Görev yönergesi
Aşağıdaki cari hesap alacağına dair mahkeme gerekçesini tamamen, tek bir harfini bile değiştirmeden yeniden yazın.
------ Alıntılanan metin ------
Yukarıda yapılan açıklama ve sözü edilen kurallarla birlikte somut olay değerlendirildiğinde; Davacı vekilinin dosyaya sunmuş olduğu irsaliyeli faturalar cari hesap ekstresi , 23/07/2018, 19/06/2018, 23/05/2018, 24/04/2018, 12/04/2018 tarihli davalı tarafın el yazılı ve imzalı mutabakat mektupları ve mahkememizce ticari defterlerini sunmaları için taraflara süre verilmiş olup davacı defterleri üzerinde yapılan inceleme sonucu davacının 263.052,63 TL alacağının varlığı kanıtlanmıştır. Davalının cevap dilekçesi sunmadığı ve ayrıca davalı defterlerini sunmayarak davacının ticari defter kayıtlarının HMK’nın 222. maddeye göre lehine delil oluşturup oluşturmadığının tam olarak incelenebilmesine engel olduğundan sunulmayan ticari defterlerinde de davacının alacaklı olduğuna dair kayıtların mevcut olduğu halde sunulmadığının ve bunun sonucunda da davacı incelenen defter kayıtlarının davacı lehine delil oluşturduğunun kabulü gerekir. Açıklanan faturalardan kaynaklı nedenlerle cari hesap alacağının varlığı ve miktarı açısından yaptırılan defter incelemesi sonucunda davacı taraf ticari defterlerinde kayıtlı 263.052,63 TL cari hesap alacağı bulunduğu anlaşılmış olup, davacının talebi ile bağlı kalınarak 98.052,63 TL davasının kabulüne karar verilmiş ve asıl alacak likit olduğundan davalı aleyhine icra inkar tazminatına hükmedilmiştir.
------ Sağlanan liste ------
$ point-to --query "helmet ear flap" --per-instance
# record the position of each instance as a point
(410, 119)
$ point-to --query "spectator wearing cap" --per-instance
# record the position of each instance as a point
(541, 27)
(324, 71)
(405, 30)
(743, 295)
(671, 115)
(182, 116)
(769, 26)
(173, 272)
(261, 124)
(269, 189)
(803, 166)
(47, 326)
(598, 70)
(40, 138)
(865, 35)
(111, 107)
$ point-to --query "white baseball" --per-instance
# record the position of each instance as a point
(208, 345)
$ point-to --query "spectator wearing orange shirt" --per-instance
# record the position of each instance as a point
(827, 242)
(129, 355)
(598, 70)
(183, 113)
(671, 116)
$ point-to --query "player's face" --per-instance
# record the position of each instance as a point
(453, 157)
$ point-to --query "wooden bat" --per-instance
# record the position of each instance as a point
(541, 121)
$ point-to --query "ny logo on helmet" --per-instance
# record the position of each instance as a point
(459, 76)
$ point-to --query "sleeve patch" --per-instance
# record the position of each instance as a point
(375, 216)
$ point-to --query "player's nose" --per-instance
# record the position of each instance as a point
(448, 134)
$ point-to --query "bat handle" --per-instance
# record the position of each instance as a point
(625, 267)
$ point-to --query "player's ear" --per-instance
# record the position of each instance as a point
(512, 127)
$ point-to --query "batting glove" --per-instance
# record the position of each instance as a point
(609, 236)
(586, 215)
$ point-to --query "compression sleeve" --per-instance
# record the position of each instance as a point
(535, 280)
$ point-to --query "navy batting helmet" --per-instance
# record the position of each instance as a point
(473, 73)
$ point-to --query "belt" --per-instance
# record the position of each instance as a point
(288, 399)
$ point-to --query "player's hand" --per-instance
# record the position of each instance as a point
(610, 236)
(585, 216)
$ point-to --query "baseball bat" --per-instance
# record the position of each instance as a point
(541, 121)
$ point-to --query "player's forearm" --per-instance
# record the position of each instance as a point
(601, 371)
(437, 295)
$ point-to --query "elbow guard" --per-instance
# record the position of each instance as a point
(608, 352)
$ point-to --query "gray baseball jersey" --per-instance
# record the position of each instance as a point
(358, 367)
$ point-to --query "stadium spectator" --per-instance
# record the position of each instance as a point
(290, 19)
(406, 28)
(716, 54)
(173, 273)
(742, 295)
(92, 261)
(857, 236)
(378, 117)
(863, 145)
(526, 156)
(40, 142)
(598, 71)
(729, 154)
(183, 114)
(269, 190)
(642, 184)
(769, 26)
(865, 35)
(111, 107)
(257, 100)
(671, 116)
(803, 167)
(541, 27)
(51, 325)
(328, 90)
------
------ Sağlanan liste ------
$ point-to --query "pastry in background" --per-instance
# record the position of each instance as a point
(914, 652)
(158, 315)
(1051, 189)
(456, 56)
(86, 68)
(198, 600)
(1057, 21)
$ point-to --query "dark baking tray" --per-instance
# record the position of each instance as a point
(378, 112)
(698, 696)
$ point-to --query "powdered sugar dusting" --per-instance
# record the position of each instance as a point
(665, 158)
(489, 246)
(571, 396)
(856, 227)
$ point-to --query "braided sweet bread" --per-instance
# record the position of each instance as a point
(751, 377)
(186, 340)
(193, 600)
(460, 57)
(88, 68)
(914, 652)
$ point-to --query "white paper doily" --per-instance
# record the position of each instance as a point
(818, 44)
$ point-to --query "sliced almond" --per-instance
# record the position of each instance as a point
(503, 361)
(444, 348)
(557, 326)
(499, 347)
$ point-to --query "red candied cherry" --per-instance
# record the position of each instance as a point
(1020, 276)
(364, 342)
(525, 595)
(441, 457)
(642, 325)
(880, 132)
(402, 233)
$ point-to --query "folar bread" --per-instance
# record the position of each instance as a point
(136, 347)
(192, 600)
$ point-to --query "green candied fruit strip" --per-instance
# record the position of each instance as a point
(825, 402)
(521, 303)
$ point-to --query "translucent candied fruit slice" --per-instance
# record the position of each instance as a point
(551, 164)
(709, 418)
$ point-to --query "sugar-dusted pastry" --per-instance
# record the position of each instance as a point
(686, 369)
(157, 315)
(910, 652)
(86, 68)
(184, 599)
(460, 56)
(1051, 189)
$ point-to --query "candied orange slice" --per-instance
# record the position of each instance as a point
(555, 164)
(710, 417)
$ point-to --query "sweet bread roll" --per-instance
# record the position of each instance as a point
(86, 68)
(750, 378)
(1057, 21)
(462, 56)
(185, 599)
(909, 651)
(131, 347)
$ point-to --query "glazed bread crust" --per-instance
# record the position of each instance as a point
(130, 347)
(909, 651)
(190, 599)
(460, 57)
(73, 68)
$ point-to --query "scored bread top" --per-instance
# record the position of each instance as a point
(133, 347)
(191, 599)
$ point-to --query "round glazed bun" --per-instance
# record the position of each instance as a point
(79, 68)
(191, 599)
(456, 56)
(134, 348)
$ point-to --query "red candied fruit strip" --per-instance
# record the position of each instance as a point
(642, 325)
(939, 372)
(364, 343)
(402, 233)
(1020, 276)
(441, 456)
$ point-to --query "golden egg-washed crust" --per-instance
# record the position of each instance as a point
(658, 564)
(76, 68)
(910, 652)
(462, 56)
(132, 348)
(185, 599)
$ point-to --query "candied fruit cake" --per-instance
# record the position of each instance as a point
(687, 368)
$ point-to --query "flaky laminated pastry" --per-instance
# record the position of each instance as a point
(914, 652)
------
Nihai sonuç
Yukarıda yapılan açıklama ve sözü edilen kurallarla birlikte somut olay değerlendirildiğinde; Davacı vekilinin dosyaya sunmuş olduğu irsaliyeli faturalar cari hesap ekstresi , 23/07/2018, 19/06/2018, 23/05/2018, 24/04/2018, 12/04/2018 tarihli davalı tarafın el yazılı ve imzalı mutabakat mektupları ve mahkememizce ticari defterlerini sunmaları için taraflara süre verilmiş olup davacı defterleri üzerinde yapılan inceleme sonucu davacının 263.052,63 TL alacağının varlığı kanıtlanmıştır. Davalının cevap dilekçesi sunmadığı ve ayrıca davalı defterlerini sunmayarak davacının ticari defter kayıtlarının HMK’nın 222. maddeye göre lehine delil oluşturup oluşturmadığının tam olarak incelenebilmesine engel olduğundan sunulmayan ticari defterlerinde de davacının alacaklı olduğuna dair kayıtların mevcut olduğu halde sunulmadığının ve bunun sonucunda da davacı incelenen defter kayıtlarının davacı lehine delil oluşturduğunun kabulü gerekir. Açıklanan faturalardan kaynaklı nedenlerle cari hesap alacağının varlığı ve miktarı açısından yaptırılan defter incelemesi sonucunda davacı taraf ticari defterlerinde kayıtlı 263.052,63 TL cari hesap alacağı bulunduğu anlaşılmış olup, davacının talebi ile bağlı kalınarak 98.052,63 TL davasının kabulüne karar verilmiş ve asıl alacak likit olduğundan davalı aleyhine icra inkar tazminatına hükmedilmiştir.